** Directions **
Write out, word for word, the lines of the data beginning with the line that contains "Can you find the white plastic" and continuing through the end of the data.

** Excerpted data **
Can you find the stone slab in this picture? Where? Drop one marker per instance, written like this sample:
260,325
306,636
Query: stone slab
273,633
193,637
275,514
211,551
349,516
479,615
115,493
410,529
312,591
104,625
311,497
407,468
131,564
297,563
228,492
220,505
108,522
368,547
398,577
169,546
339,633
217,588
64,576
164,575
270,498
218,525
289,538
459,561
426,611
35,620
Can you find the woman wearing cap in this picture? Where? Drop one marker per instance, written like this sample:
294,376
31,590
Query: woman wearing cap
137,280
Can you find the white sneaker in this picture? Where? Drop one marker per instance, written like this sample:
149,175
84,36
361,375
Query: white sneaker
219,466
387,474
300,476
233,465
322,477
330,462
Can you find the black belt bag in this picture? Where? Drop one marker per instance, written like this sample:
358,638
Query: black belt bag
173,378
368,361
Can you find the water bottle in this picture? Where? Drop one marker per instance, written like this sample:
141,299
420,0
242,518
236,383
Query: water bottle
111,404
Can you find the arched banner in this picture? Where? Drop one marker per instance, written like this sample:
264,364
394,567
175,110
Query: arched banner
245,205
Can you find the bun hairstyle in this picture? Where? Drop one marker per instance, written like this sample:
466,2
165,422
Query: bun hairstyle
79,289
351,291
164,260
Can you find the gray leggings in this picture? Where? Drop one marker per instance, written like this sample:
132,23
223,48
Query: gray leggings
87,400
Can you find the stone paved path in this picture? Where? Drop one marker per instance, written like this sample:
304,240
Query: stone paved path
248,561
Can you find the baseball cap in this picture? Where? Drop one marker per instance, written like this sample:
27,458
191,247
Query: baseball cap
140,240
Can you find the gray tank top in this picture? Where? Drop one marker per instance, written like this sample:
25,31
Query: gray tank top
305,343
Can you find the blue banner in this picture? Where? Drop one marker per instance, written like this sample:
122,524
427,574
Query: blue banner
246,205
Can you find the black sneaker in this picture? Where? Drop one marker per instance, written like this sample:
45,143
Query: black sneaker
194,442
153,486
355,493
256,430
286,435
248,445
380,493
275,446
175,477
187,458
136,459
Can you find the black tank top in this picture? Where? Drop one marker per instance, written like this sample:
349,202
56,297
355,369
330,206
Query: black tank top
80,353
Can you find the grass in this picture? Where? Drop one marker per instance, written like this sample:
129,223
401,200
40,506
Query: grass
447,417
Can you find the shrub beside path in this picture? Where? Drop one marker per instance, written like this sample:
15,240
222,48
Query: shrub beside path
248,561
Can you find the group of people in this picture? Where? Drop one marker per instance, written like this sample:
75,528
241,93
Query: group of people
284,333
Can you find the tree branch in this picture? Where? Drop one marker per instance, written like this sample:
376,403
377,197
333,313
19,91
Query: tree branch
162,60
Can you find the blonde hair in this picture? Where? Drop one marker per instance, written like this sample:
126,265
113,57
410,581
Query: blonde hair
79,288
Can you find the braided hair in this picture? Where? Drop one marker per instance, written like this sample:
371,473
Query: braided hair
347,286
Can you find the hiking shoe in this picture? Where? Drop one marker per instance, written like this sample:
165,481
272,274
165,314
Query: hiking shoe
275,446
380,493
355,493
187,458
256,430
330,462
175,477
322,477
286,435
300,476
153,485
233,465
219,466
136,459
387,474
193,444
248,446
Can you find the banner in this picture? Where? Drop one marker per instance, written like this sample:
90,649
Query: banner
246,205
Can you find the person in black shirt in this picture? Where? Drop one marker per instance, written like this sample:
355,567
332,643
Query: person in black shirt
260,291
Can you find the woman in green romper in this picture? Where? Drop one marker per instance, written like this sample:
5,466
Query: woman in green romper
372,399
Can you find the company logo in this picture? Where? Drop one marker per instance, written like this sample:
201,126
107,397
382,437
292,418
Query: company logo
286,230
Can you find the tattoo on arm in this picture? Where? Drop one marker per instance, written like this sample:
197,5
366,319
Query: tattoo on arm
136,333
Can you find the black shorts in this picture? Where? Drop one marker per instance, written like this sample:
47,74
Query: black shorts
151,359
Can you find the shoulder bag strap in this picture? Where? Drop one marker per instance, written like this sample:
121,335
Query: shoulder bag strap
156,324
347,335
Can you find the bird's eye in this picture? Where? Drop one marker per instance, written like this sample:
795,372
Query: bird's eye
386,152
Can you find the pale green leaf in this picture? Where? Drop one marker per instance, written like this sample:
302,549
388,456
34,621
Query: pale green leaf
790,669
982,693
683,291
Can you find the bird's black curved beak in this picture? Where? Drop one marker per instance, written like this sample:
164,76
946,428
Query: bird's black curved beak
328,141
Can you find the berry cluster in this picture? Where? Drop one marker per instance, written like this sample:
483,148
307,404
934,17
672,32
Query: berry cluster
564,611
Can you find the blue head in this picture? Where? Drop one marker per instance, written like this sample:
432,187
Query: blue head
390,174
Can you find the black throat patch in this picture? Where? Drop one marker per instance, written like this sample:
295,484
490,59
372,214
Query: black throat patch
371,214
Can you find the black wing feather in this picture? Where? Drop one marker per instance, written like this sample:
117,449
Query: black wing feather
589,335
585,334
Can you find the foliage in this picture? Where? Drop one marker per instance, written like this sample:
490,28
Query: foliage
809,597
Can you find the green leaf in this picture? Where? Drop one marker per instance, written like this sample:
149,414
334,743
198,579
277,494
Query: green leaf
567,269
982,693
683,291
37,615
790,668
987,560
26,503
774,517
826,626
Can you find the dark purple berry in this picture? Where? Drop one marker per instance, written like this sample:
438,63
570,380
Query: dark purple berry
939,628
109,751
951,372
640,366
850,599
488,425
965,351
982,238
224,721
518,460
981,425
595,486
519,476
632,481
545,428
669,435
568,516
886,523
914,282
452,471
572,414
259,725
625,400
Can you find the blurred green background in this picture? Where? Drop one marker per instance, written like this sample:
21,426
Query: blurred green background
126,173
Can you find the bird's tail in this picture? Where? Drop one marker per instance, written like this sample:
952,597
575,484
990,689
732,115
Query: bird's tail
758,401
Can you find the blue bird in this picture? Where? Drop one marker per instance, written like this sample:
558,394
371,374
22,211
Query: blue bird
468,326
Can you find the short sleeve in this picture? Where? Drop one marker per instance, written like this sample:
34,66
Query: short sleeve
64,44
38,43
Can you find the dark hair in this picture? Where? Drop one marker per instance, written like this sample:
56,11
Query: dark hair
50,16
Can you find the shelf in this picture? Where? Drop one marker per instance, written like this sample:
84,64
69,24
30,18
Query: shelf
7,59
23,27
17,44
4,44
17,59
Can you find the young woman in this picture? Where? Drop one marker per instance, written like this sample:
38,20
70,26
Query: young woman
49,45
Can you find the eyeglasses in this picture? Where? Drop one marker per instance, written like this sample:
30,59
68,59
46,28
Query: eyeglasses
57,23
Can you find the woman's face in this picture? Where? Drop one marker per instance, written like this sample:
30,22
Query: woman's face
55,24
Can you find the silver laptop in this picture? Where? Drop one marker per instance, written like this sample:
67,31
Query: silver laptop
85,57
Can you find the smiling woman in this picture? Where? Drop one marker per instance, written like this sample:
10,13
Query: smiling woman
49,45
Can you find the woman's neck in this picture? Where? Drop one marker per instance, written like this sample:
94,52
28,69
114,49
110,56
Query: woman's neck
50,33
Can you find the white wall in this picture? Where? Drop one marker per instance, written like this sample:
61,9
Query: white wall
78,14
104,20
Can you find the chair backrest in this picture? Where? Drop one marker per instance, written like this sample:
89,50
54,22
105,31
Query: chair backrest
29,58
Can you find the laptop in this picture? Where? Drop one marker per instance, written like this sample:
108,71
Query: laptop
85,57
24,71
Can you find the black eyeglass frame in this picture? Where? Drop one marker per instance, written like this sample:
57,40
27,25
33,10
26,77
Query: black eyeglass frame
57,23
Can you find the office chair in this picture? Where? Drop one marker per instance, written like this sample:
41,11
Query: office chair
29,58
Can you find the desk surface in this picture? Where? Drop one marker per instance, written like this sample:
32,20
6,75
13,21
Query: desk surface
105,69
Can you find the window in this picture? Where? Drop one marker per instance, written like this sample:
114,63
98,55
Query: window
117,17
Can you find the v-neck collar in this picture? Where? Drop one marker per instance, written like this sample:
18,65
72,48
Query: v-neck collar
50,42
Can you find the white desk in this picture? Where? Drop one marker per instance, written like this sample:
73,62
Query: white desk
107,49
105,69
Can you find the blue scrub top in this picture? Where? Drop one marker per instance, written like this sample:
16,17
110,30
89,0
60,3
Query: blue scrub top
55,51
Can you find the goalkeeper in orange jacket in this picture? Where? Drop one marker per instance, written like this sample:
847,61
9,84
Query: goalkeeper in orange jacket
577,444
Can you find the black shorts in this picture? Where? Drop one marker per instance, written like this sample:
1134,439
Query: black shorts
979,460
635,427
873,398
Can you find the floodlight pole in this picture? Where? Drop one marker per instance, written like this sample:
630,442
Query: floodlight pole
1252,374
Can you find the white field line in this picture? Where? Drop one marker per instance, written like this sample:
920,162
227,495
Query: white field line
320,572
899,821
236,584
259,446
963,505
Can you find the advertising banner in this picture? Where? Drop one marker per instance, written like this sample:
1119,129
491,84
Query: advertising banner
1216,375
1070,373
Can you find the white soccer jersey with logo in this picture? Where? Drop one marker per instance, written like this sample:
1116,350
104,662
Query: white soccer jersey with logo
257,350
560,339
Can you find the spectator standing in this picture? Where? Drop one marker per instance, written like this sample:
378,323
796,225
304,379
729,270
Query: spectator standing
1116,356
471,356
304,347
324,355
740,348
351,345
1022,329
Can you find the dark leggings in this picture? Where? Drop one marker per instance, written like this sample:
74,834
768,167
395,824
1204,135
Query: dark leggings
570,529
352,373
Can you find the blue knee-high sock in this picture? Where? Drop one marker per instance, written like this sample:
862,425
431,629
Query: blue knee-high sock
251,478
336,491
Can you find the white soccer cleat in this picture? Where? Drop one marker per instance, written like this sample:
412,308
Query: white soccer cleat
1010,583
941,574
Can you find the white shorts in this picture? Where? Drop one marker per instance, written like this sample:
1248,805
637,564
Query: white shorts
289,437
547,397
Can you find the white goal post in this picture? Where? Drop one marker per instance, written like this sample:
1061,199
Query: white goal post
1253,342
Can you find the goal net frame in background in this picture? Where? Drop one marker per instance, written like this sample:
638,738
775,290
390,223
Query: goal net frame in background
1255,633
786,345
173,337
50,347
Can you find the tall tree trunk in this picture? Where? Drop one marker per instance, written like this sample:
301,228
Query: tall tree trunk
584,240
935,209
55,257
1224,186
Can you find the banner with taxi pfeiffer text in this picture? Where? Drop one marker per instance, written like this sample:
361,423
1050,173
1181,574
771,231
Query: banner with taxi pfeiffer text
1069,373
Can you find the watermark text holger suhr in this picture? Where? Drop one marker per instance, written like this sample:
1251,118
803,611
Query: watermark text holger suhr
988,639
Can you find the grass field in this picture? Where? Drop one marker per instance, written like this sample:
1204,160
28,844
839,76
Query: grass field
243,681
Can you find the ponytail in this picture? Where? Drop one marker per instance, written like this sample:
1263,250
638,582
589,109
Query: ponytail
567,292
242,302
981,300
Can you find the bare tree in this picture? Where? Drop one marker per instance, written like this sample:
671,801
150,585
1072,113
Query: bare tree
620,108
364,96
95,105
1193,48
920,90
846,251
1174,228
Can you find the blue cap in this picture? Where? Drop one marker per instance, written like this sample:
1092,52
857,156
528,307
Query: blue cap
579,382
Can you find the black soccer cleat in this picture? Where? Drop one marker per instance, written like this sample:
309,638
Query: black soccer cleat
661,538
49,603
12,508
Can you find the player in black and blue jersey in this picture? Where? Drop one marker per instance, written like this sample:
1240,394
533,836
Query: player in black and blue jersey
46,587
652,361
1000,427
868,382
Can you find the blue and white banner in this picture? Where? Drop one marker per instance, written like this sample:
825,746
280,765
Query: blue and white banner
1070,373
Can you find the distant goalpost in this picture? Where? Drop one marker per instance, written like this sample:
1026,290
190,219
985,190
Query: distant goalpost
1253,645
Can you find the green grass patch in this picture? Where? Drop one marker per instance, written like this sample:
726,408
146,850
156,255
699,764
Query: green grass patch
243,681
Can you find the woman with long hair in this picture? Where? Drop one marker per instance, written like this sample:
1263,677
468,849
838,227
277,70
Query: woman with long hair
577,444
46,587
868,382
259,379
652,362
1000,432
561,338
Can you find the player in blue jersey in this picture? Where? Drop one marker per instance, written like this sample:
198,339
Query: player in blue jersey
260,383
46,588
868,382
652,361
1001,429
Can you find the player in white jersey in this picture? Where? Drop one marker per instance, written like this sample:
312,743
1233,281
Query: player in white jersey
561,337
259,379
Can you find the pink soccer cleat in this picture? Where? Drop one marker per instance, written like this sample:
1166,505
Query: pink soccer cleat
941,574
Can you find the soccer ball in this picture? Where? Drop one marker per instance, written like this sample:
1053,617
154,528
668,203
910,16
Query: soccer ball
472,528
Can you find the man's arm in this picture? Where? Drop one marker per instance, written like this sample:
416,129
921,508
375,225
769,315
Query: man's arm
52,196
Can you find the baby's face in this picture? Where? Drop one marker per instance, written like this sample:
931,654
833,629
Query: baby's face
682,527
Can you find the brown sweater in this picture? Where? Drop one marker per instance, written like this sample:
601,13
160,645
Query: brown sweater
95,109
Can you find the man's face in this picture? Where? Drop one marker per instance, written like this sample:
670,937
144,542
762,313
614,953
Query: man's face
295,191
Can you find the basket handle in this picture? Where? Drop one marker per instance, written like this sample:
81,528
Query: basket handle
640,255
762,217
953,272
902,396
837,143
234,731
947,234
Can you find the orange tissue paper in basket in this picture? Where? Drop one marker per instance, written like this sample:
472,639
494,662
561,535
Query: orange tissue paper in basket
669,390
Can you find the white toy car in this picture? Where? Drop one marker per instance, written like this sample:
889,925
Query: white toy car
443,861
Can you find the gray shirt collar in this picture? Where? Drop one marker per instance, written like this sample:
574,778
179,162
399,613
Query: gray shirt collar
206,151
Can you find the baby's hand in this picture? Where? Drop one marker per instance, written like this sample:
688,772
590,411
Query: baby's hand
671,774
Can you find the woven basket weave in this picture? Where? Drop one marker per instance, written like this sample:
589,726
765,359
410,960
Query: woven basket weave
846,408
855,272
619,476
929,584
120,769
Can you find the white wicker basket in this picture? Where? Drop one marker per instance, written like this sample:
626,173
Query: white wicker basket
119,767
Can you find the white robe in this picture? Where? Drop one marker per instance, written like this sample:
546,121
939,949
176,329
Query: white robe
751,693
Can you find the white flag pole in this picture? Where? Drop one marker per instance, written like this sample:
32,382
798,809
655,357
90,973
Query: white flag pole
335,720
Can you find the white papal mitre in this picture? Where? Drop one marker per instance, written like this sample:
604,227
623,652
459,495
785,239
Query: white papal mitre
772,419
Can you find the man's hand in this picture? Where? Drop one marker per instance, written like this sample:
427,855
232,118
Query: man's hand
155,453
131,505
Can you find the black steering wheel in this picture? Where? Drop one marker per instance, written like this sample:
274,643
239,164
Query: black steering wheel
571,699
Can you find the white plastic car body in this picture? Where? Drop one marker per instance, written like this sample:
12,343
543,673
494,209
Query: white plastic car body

** Solution to this problem **
Can you find the white plastic car body in this picture? Where? Drop one marker per instance, written like this sample:
12,343
543,673
494,209
Query: white plastic car body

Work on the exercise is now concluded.